TASK INPUTS ->
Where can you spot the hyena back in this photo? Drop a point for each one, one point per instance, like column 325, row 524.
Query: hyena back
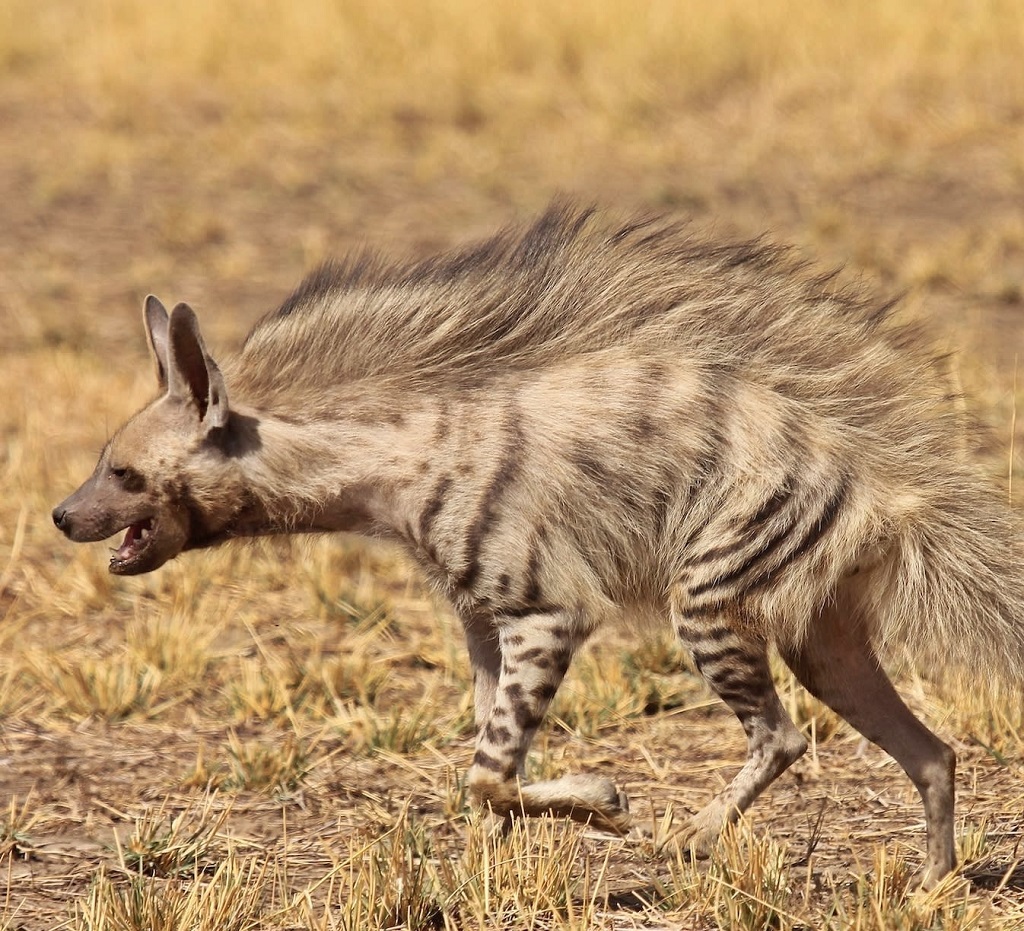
column 582, row 420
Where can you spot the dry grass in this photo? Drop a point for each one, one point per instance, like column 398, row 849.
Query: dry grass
column 275, row 735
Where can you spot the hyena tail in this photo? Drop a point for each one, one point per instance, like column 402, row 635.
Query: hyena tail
column 951, row 591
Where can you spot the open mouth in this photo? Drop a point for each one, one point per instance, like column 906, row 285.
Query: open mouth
column 136, row 541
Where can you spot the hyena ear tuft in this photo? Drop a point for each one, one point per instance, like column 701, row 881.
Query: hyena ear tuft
column 193, row 375
column 156, row 318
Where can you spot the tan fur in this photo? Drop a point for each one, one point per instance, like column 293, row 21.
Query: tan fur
column 584, row 419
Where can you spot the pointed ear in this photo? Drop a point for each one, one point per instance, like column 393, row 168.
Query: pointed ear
column 155, row 315
column 193, row 375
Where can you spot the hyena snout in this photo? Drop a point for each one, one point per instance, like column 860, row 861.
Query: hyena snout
column 60, row 518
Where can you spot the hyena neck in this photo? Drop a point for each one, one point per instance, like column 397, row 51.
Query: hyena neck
column 324, row 473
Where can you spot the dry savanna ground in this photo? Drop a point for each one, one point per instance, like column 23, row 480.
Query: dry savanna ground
column 276, row 735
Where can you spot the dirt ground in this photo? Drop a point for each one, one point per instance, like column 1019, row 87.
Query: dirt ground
column 127, row 700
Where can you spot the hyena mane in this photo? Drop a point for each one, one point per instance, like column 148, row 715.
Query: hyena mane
column 584, row 418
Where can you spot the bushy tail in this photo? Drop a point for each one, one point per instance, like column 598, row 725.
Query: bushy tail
column 952, row 590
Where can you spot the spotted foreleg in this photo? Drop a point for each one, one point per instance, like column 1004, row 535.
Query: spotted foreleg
column 536, row 652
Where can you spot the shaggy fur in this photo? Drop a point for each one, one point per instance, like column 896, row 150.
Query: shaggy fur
column 584, row 419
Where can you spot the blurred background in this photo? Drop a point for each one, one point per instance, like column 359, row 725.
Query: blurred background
column 212, row 151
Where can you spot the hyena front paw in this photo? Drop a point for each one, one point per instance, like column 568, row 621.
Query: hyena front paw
column 694, row 840
column 589, row 799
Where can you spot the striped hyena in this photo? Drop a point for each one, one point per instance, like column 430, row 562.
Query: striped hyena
column 586, row 419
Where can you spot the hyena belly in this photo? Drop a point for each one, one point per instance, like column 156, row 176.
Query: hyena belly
column 659, row 484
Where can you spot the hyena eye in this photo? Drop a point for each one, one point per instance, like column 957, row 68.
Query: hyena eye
column 129, row 478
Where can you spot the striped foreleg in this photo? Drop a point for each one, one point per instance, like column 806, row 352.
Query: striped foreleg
column 536, row 651
column 735, row 665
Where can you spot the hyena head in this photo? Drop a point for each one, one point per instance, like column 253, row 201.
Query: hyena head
column 157, row 475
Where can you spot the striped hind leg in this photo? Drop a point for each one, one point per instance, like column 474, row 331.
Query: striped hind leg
column 734, row 663
column 837, row 664
column 517, row 676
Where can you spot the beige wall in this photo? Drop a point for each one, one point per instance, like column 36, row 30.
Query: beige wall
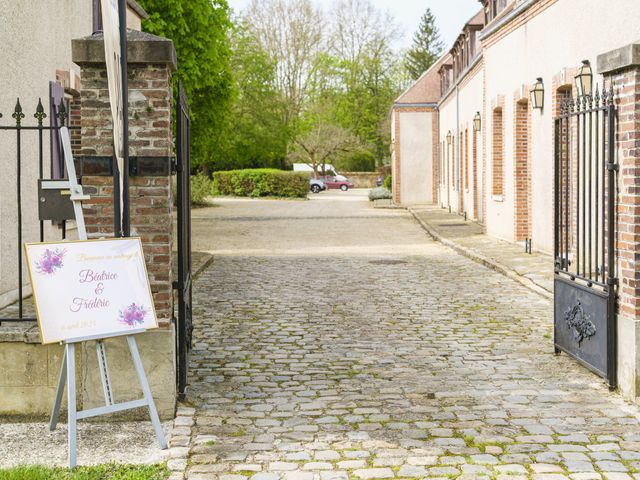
column 416, row 157
column 456, row 115
column 556, row 39
column 35, row 43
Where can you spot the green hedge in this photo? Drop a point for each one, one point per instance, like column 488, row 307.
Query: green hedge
column 261, row 182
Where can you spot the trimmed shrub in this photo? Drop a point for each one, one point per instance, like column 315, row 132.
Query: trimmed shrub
column 379, row 193
column 201, row 188
column 261, row 182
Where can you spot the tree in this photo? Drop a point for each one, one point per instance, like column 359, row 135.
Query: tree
column 291, row 32
column 200, row 33
column 362, row 44
column 257, row 136
column 427, row 46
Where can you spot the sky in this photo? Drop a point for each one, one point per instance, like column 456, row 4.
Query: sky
column 450, row 15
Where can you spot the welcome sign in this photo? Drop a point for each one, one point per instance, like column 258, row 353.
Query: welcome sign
column 90, row 288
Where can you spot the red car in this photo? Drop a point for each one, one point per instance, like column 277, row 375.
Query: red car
column 334, row 183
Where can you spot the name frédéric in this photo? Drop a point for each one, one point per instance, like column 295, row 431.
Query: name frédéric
column 91, row 276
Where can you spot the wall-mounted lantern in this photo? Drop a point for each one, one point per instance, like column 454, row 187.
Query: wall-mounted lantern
column 584, row 79
column 477, row 122
column 537, row 94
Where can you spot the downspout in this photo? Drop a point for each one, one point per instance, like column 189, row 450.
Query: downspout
column 458, row 139
column 438, row 158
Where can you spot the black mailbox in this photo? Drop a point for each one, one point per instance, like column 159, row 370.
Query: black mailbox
column 54, row 200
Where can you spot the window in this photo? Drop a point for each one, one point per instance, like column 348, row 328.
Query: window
column 497, row 161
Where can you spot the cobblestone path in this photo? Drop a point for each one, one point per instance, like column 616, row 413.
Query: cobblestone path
column 420, row 365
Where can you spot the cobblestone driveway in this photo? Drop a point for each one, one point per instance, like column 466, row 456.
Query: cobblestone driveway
column 418, row 364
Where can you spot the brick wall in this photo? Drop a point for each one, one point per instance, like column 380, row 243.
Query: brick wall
column 627, row 87
column 522, row 173
column 151, row 203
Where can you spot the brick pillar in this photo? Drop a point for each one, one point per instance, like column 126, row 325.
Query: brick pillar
column 621, row 69
column 151, row 62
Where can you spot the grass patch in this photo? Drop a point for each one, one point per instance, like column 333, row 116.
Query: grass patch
column 110, row 471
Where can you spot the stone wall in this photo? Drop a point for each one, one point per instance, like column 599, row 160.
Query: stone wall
column 28, row 385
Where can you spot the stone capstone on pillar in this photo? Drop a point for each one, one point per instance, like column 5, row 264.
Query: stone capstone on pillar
column 152, row 60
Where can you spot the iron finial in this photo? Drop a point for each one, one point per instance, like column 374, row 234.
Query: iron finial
column 62, row 113
column 17, row 113
column 40, row 115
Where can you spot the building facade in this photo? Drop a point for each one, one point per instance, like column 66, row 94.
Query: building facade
column 494, row 155
column 52, row 54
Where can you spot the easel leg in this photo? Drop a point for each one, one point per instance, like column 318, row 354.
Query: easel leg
column 153, row 413
column 61, row 381
column 71, row 396
column 104, row 372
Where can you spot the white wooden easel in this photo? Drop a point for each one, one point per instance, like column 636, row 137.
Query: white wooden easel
column 68, row 370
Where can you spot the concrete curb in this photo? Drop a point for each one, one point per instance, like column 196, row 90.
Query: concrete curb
column 483, row 260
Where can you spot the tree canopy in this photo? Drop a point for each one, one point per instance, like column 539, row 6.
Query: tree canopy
column 200, row 30
column 257, row 82
column 426, row 48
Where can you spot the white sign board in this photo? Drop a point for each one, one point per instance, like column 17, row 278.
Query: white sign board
column 90, row 288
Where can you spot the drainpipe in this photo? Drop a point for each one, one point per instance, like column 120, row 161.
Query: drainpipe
column 457, row 151
column 438, row 159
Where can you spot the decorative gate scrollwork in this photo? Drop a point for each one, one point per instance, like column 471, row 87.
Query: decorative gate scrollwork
column 584, row 227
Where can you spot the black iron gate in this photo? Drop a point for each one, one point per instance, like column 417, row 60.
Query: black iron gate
column 182, row 285
column 585, row 202
column 33, row 144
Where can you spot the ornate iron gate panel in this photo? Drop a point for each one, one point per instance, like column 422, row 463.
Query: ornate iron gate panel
column 182, row 285
column 584, row 220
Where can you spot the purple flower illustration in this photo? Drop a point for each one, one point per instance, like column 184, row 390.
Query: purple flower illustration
column 132, row 315
column 50, row 261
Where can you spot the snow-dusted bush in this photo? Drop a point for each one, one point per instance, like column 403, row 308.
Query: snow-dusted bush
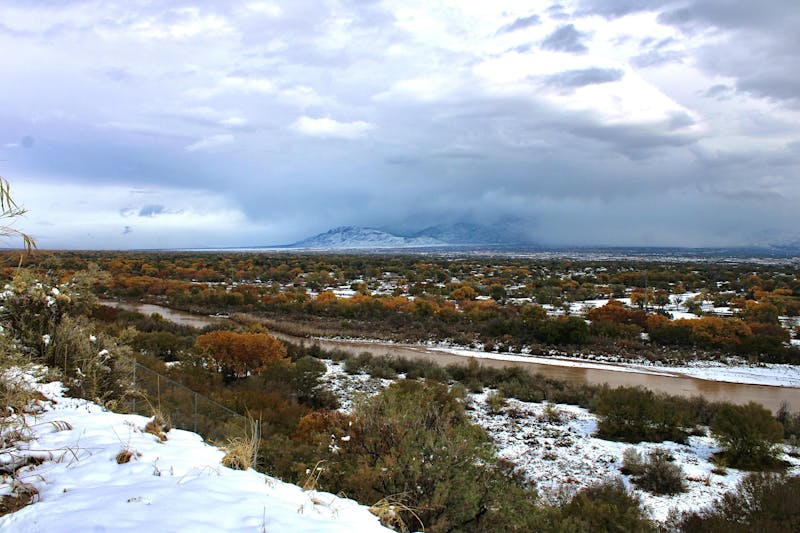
column 660, row 475
column 607, row 506
column 48, row 323
column 749, row 435
column 761, row 502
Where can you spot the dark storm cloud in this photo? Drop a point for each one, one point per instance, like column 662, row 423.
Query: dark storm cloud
column 289, row 118
column 566, row 39
column 656, row 58
column 719, row 90
column 520, row 24
column 151, row 210
column 764, row 37
column 583, row 77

PROBLEM STATEMENT ->
Retype only the lines that run from the first line of the entries above to the line containing "Where can you spot the hyena tail", both included. Do not carry over any pictures.

WRITTEN SOLUTION ->
Where can you spot the hyena back in this photo? Drop a point for each one, one point per instance, like column 325, row 524.
Query: hyena back
column 582, row 420
Where can you spot the dry grass in this photo? Drop a point for each one, one point per instance, like column 398, row 849.
Query: dry grass
column 275, row 735
Where can you spot the hyena tail in this photo? Drop a point for each one, one point per instance, like column 402, row 635.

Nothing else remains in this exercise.